PAGE TEXT:
· · · · ·

General training support
To ensure you can meet the fitness requirements throughout the year, it is important to train consistently. Individuals receive a reminder one month prior to the expiry of their fitness test qualification.
Worried about failing?
A Physical Training Instructor can provide advice and assist you with a training programme that is right for you. It is better to be proactive than find yourself in a position that affects your job.
You have failed one component of the fitness test?
Request support from a PTI to train specifically for that testing component. Often this can simply involve advice on technique to improve your form, and is easily remedied. The PTI will ensure you are prepared to conduct the re-test.
What happens if I fail my Navy Fitness Test?
If you fail your fitness test and are medically fit you will most likely commence a 28 day remedial training period from the date of the failed test. If you pass the Navy Physical Fitness Test during this period you will be removed from the remedial programme at that time. On completion of the 28 days, if you have not passed the test you will be placed on a Divisional Officer’s warning and required to attend the ‘Fit for Life’ training programme at the Fleet Gym. Navy personnel located outside of Devonport will be supported by their local defence gymnasium.
Fit for Life (FFL)
The Fit for Life training programme has been designed for personnel who are currently out of date for Operational Service. The programme consists of six-week blocks, and provides health support in the specific areas needed to assist an individual to improve their health.
This includes three scheduled classes and three self-led classes each week. The aim of the programme is to improve cardio-respiratory fitness, general endurance and strength, and provide active recovery classes to optimise training. The program will build on running capacity and include frequent testing at specified distances to gauge and encourage progress. The FFL program provides a supportive and encouraging environment for personnel to improve their fitness and overall health.
An individual who has not met the Navy Physical Fitness standard after completion of three consecutive months of FFL will be subject to divisional command reporting policy, as detailed by the appropriate Commanding Officer.
How can NZDF provide support for you?

· · · · ·

EXERCISE REQUIREMENTS:
1) List every heading in the Navy fitness text.
2) According to the Navy fitness text, why does the Fit for Life program include frequent testing at specified distances?
You will not need the material after this text.

DATA BELOW:

· · · · ·

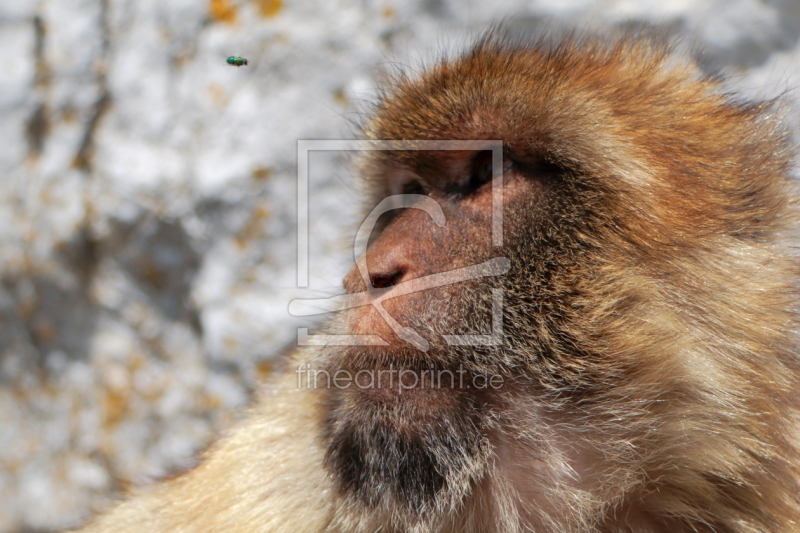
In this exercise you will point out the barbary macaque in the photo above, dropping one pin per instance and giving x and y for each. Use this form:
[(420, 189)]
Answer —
[(635, 362)]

· · · · ·

PROBLEM SOLUTIONS:
1)
General training support
Worried about failing?
You have failed one component of the fitness test?
What happens if I fail my Navy Fitness Test?
Fit for Life (FFL)
How can NZDF provide support for you?

2) The frequent testing is there to gauge and encourage progress as the program builds on running capacity.